Report every line of the entries that contains the word "wooden", treating uppercase and lowercase as different.

*****

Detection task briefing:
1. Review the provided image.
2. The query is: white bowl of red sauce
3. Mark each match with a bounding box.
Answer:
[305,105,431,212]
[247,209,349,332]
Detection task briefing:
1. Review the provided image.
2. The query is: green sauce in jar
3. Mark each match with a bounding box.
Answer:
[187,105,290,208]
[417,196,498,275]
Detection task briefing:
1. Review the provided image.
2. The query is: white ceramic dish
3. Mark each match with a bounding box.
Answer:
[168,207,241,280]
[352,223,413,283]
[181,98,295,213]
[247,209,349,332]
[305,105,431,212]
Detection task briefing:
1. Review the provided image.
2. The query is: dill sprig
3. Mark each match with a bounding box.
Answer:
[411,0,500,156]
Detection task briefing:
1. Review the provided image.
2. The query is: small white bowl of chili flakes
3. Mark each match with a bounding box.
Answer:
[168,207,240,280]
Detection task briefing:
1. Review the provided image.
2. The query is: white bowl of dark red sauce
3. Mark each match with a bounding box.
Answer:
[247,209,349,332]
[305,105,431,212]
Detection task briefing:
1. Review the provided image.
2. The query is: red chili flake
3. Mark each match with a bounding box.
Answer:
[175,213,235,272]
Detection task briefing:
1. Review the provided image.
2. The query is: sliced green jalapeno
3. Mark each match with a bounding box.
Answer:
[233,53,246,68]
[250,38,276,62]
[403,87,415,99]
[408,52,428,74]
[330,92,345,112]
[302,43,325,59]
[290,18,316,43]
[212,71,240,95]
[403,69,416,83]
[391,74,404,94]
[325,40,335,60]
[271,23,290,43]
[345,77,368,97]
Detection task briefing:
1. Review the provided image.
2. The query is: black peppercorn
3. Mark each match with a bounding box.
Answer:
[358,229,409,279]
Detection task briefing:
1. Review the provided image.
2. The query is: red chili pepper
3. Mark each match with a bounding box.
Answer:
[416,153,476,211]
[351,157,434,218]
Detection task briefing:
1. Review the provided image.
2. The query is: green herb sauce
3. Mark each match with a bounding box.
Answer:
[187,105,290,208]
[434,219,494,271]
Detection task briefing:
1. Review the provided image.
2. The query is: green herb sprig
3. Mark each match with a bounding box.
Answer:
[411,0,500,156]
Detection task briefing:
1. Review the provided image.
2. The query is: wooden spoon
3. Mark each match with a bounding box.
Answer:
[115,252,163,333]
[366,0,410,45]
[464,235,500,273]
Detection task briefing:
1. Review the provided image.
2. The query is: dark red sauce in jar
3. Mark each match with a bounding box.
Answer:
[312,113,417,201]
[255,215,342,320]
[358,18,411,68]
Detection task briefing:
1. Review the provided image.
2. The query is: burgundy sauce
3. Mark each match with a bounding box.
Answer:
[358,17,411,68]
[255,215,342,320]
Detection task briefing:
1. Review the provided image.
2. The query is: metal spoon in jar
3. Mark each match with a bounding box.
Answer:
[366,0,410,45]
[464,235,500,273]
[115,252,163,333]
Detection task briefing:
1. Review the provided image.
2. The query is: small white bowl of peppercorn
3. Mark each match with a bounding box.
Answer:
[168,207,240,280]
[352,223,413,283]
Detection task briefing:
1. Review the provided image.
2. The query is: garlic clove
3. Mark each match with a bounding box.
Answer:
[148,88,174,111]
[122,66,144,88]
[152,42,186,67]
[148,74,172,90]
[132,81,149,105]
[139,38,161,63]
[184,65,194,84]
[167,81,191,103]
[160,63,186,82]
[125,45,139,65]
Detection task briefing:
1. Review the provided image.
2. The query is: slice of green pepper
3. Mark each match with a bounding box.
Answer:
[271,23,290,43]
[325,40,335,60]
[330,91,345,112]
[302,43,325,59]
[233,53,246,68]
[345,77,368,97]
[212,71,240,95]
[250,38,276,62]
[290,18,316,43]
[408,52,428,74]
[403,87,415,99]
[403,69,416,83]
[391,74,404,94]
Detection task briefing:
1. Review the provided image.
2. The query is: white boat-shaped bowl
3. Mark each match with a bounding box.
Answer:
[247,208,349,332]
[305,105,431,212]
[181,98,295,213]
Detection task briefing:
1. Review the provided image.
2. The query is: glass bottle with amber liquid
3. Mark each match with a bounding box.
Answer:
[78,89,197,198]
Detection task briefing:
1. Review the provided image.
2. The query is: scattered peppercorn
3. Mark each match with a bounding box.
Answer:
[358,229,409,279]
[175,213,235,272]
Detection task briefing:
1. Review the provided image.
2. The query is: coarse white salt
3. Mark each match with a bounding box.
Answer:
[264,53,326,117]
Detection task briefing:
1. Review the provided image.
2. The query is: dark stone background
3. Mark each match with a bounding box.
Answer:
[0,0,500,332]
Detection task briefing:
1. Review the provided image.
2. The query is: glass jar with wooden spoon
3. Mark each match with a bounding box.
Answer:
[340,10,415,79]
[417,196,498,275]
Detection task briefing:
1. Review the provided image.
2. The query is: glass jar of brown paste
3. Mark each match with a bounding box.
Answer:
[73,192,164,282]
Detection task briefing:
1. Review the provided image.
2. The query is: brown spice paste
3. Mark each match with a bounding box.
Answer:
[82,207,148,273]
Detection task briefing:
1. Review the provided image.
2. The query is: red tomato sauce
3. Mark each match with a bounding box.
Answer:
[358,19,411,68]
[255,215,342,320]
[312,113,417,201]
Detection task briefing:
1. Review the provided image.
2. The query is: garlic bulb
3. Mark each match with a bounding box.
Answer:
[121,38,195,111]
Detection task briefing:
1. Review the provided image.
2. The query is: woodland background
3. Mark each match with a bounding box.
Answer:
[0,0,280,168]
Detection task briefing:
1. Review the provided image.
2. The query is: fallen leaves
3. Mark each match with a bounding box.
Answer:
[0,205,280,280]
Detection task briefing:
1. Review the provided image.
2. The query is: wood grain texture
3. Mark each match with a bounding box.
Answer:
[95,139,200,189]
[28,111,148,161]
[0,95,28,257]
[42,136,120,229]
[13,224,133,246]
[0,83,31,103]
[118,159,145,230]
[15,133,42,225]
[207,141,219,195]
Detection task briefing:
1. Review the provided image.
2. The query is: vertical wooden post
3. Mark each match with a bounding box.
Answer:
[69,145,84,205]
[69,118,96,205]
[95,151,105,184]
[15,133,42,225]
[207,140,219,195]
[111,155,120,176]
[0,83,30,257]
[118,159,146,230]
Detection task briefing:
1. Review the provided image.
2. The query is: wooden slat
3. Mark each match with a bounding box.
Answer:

*****

## [CORRECT RESPONSE]
2. The query is: wooden spoon
2. The query is: glass jar with wooden spoon
2. The query is: vertical wooden post
2. The query is: wooden slat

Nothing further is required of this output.